■ **Supplied text**

Council of Europe comes out against Ukrainian ban on Nazi and Communist symbols

Law is ‘attempt to re-write country’s history,’ and is a ‘violation of freedom of expression,’ according to Holocaust museum, rights groups.

 A member of Hungary's far-right Jobbik party, delivers a speech to hundreds of far-right supporters during a rally against the World Jewish Congress Plenary Assembly in Budapest May 4, 2013.  (photo credit: REUTERS)
A member of Hungary's far-right Jobbik party, delivers a speech to hundreds of far-right supporters during a rally against the World Jewish Congress Plenary Assembly in Budapest May 4, 2013.
(photo credit: REUTERS)
The Council of Europe has come out against a de-communization and anti-Nazi law passed by Ukraine earlier this year, calling it incompatible with European standards.
The controversial measure – which was condemned by Jewish organizations as well as the United States Holocaust Memorial Museum – came into force in May and criminalizes propaganda on behalf of the German Nazi and Soviet Communist regimes.
It was approved alongside another bill extending government recognition to the Ukrainian Insurgent Army, an ultra-nationalist faction that sought to establish an independent Ukrainian state and which engaged in anti-Semitic violence.

■ **What this exercise asks**
1 > List every organization named by its proper name anywhere in the article on the Council of Europe's objection to Ukraine's symbols ban, including the photo caption and credit, in order of first appearance.
2 > Reproduce the article on the Council of Europe's objection to Ukraine's symbols ban, taking everything from "Law is ‘attempt" down to "with European standards.".

[Recorded data]
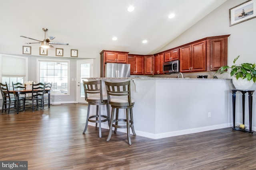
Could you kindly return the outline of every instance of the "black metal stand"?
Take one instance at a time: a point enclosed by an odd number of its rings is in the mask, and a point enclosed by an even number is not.
[[[244,124],[245,96],[245,94],[248,93],[248,98],[249,99],[249,130],[246,129],[242,129],[238,127],[235,127],[235,121],[236,119],[236,93],[237,91],[240,92],[242,93],[243,124]],[[253,132],[252,131],[252,94],[254,92],[254,90],[232,90],[232,102],[233,104],[233,127],[232,128],[232,129],[233,130],[242,131],[252,134],[253,133]]]

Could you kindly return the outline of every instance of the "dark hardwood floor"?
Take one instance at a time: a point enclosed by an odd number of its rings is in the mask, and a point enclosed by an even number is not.
[[[29,170],[255,170],[256,134],[231,127],[152,139],[85,125],[87,106],[52,105],[0,115],[0,160]],[[146,113],[145,113],[146,114]],[[134,114],[136,114],[134,113]],[[135,130],[136,127],[135,127]]]

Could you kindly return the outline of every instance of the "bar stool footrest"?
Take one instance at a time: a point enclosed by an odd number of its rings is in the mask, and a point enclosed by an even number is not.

■ **Task solutions**
1 >
1. Council of Europe
2. Jobbik party
3. World Jewish Congress
4. Reuters
5. United States Holocaust Memorial Museum
6. Ukrainian Insurgent Army

2 >
Law is ‘attempt to re-write country’s history,’ and is a ‘violation of freedom of expression,’ according to Holocaust museum, rights groups.

 A member of Hungary's far-right Jobbik party, delivers a speech to hundreds of far-right supporters during a rally against the World Jewish Congress Plenary Assembly in Budapest May 4, 2013.  (photo credit: REUTERS)
A member of Hungary's far-right Jobbik party, delivers a speech to hundreds of far-right supporters during a rally against the World Jewish Congress Plenary Assembly in Budapest May 4, 2013.
(photo credit: REUTERS)
The Council of Europe has come out against a de-communization and anti-Nazi law passed by Ukraine earlier this year, calling it incompatible with European standards.